They may not be the number one bank in assets, but in terms of CEO compensation, JPMorgan Chase (JPM) can say they’re number one.
After posting a $17.4 billion profit for 2010, JPMorgan Chase & Co. awarded Chief Executive Jamie Dimon restricted stock and options that could be worth $17 million.
The award is a large part of overall compensation for Dimon, who runs the second-largest U.S. bank by assets. It includes a grant of about $12 million worth of restricted stock, plus options worth about $5 million based on a commonly used valuation method.
By comparison (source, Reuters):
• Goldman Sachs Group (GS) chief Lloyd Blankfein was awarded $12.6 million of restricted stock. His salary more than tripled to $2 million.
• Morgan Stanley (MS) chief James Gorman received stock and option awards that could reach $7.4 million.

- [Information shown]:
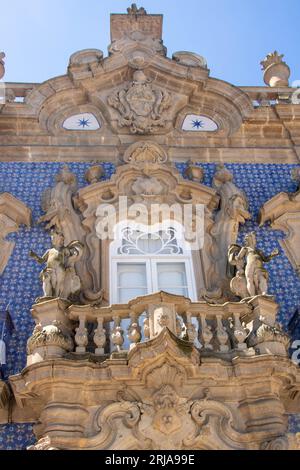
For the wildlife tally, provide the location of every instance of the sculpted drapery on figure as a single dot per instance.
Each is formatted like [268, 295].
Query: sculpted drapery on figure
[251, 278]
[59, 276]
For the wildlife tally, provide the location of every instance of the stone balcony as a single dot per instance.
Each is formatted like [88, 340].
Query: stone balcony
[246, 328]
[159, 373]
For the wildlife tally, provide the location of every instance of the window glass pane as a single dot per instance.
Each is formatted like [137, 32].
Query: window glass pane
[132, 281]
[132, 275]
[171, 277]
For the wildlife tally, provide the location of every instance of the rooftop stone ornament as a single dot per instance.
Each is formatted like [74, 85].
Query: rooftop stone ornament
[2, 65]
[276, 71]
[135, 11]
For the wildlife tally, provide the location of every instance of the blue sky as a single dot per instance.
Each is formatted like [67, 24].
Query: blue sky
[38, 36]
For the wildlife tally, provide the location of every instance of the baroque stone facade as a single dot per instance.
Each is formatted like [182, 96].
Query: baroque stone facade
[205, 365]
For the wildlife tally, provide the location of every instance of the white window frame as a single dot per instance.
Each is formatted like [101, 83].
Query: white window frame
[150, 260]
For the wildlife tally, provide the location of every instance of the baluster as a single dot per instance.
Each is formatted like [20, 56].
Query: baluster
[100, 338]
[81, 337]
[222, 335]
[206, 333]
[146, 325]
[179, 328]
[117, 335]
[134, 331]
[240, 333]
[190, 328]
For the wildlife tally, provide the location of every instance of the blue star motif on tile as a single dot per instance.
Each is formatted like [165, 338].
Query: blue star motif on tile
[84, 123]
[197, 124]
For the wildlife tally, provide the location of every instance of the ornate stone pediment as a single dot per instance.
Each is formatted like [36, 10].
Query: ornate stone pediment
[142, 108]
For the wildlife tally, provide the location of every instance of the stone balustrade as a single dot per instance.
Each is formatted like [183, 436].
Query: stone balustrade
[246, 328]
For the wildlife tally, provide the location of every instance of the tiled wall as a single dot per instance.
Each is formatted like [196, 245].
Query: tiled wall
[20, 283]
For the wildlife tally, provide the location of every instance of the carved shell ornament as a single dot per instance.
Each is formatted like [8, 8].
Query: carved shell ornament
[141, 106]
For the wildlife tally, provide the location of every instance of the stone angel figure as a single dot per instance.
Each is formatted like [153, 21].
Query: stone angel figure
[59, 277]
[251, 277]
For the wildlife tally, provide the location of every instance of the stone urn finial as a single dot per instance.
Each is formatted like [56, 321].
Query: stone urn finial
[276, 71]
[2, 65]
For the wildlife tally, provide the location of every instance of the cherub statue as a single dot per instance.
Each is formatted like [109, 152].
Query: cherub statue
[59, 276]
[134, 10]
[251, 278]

- [Things to do]:
(1) From the listing, write out every line that contains the word "white", matching its case.
(2) Continue the passage on JPMorgan Chase's executive pay, picking up after its last sentence.

- [Outputs by task]:
(1)
For the wildlife tally, provide the location of every instance of the white window frame as a single dot per instance.
Query: white window frame

(2)
• BlackRock (BLK) Chief Executive Laurence Fink got $13 million of restricted stock
• Bank of America Corp. (BAC) said Brian Moynihan was awarded restricted stock units worth up to $9.1 million.
• Citigroup (C) Chief Executive Vikram Pandit’s salary will rise to $1.75 million from $1. Other elements of Pandit’s compensation have not yet been disclosed.
The details of his stock and option awards were released in a Thursday regulatory filing with the Securities and Exchange Commission.
Full details on his pay, including salary, any cash bonus and perks, will be released in a proxy filing later this year.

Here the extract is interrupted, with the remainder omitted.